## [EXERCISE REQUIREMENTS]
Each line from the one holding "Annotate each yellow petal" through the final line of the data below is to be given again exactly, and no other line is to appear.

Top of AVAILABLE DATA

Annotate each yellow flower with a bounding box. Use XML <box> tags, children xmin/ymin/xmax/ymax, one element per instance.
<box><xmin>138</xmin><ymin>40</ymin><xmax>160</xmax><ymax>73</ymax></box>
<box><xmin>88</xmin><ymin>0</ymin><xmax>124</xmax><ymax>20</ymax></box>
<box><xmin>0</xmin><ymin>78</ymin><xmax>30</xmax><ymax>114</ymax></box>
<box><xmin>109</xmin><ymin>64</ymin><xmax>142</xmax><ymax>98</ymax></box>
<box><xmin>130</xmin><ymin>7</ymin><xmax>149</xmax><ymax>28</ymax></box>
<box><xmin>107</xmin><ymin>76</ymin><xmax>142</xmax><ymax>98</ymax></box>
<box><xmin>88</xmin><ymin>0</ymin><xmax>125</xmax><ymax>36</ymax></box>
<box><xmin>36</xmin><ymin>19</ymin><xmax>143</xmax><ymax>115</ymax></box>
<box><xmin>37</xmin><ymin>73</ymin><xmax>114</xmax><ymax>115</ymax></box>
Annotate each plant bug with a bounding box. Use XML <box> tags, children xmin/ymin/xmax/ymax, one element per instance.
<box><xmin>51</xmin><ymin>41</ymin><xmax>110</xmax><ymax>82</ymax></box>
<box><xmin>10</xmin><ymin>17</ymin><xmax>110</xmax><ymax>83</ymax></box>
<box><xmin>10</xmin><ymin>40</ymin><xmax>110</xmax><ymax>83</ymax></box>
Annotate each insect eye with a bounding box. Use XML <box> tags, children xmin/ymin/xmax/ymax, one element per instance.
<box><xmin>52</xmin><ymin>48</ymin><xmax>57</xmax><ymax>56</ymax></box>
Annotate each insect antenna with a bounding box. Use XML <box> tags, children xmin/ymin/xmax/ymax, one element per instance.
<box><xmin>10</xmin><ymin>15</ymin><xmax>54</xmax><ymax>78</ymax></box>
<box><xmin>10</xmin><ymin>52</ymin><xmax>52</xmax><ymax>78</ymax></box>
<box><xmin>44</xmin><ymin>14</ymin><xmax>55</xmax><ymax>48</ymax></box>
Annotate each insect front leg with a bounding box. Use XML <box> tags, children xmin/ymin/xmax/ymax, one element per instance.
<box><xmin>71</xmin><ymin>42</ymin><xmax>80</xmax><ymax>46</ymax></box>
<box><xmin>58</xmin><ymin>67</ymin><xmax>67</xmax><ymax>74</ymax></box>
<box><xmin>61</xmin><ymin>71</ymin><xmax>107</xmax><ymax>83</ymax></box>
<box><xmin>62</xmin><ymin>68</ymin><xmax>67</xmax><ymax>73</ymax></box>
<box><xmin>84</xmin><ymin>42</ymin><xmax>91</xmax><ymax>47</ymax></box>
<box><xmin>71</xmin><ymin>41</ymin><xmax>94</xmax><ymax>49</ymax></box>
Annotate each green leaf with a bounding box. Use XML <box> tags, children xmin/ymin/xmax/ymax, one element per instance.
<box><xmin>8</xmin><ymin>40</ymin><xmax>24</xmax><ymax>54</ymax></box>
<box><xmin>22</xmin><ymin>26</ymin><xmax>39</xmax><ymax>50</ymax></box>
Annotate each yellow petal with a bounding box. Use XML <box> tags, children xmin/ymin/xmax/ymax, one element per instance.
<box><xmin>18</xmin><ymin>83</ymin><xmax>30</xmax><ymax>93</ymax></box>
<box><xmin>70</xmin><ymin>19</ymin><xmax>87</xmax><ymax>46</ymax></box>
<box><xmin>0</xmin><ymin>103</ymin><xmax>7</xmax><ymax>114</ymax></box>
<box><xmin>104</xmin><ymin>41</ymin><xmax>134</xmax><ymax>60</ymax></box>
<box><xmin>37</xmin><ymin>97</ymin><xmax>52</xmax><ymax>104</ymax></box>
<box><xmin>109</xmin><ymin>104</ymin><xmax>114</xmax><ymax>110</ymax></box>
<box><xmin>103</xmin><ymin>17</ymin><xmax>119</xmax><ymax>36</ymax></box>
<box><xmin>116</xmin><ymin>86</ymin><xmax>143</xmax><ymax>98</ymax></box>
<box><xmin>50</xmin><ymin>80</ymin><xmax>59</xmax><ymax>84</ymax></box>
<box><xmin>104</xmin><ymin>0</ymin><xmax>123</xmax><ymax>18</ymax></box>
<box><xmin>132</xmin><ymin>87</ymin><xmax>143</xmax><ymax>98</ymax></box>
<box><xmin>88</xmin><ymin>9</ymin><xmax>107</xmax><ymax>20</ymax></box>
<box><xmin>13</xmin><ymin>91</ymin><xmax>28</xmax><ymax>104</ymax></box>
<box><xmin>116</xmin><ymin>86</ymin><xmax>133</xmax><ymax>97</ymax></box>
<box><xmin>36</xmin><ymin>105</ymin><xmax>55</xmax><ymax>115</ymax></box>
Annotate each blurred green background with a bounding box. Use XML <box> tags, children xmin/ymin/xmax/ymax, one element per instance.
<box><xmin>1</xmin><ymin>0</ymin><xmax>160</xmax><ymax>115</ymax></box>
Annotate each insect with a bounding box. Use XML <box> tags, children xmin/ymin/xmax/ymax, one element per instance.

Bottom of AVAILABLE DATA

## [EXERCISE RESPONSE]
Annotate each yellow petal with a bounding box. Use XML <box> tags, children xmin/ymin/xmax/ymax, one element per instance.
<box><xmin>18</xmin><ymin>83</ymin><xmax>30</xmax><ymax>93</ymax></box>
<box><xmin>70</xmin><ymin>19</ymin><xmax>87</xmax><ymax>46</ymax></box>
<box><xmin>0</xmin><ymin>103</ymin><xmax>7</xmax><ymax>114</ymax></box>
<box><xmin>104</xmin><ymin>41</ymin><xmax>134</xmax><ymax>60</ymax></box>
<box><xmin>37</xmin><ymin>97</ymin><xmax>52</xmax><ymax>104</ymax></box>
<box><xmin>109</xmin><ymin>104</ymin><xmax>114</xmax><ymax>110</ymax></box>
<box><xmin>103</xmin><ymin>17</ymin><xmax>119</xmax><ymax>36</ymax></box>
<box><xmin>116</xmin><ymin>86</ymin><xmax>143</xmax><ymax>98</ymax></box>
<box><xmin>50</xmin><ymin>80</ymin><xmax>59</xmax><ymax>84</ymax></box>
<box><xmin>104</xmin><ymin>0</ymin><xmax>123</xmax><ymax>18</ymax></box>
<box><xmin>132</xmin><ymin>87</ymin><xmax>143</xmax><ymax>98</ymax></box>
<box><xmin>88</xmin><ymin>9</ymin><xmax>107</xmax><ymax>20</ymax></box>
<box><xmin>13</xmin><ymin>91</ymin><xmax>28</xmax><ymax>104</ymax></box>
<box><xmin>116</xmin><ymin>86</ymin><xmax>133</xmax><ymax>97</ymax></box>
<box><xmin>36</xmin><ymin>105</ymin><xmax>55</xmax><ymax>115</ymax></box>
Annotate each blurred green background with a bounding box. Use XML <box> tags, children xmin/ymin/xmax/ymax, one element per instance.
<box><xmin>1</xmin><ymin>0</ymin><xmax>160</xmax><ymax>115</ymax></box>
Annotate each insect with a bounding box. Use XML <box> tags, children xmin/ymin/xmax/ymax, one element per instance.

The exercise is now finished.